• [YOUR INSTRUCTIONS]: Please render every line of the records below as a JSON list of strings, one string per line, leaving out blank lines.

• [EXTRACTED DATA]:

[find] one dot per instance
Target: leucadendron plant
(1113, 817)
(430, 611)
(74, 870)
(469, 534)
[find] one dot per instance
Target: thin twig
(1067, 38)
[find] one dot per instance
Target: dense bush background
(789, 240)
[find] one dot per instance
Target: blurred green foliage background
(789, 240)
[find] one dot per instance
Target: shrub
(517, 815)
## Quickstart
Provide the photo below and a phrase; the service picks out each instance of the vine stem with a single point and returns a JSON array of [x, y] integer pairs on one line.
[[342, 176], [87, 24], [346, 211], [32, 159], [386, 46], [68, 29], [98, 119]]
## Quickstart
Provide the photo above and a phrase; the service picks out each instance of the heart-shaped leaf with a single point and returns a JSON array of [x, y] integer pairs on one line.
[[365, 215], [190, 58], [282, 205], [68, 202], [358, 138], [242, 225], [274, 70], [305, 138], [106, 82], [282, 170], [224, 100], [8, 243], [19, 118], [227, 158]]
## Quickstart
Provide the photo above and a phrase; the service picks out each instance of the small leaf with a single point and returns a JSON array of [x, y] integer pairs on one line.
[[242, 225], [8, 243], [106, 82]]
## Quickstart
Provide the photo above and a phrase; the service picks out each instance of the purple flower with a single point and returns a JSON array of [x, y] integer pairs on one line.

• [ANSWER FOR THIS EXERCISE]:
[
  "[find] one dot per instance",
  "Target: leucadendron plant",
  "(1113, 817)",
  "(430, 611)",
  "(74, 870)",
  "(469, 534)",
  "[find] one dot per instance",
  "Target: thin twig",
  "(1067, 38)",
  "[find] one dot per instance",
  "Target: dense bush background",
  "(789, 240)",
  "[find] one dot per instance",
  "Target: blurred green foliage background",
  "(789, 240)",
  "[find] one dot per instance",
  "Target: shrub",
  "(517, 815)",
  "## Quickstart",
  "Provide the photo below and a phrase; the service picks out each instance of the vine stem with a single point and returns a JSON array of [x, y] integer pairs on one line.",
  "[[342, 176], [87, 24], [346, 211], [32, 159], [386, 46], [68, 29], [98, 119]]",
  "## Quickstart",
  "Provide the photo above and a phrase; the service picks out each instance of the heart-shaped leaf with a single point and returns a JSON array of [x, y] integer pairs on one line.",
  "[[365, 215], [190, 58], [282, 205], [68, 202], [358, 138], [242, 225], [274, 70], [305, 138], [106, 82], [282, 170], [224, 100], [8, 243], [19, 118], [227, 158]]",
  "## Quickstart",
  "Provide the photo above and a phrase; the service picks out each instance of the small leaf with a single point and returns a JSON array of [x, y] integer pairs on one line.",
  "[[242, 225], [8, 243], [106, 82]]",
  "## Quickstart",
  "Provide the photo above and a phrase; the service picks out each instance of the purple flower with a single point and returns a JSON array of [x, y] integer pairs on one line."
]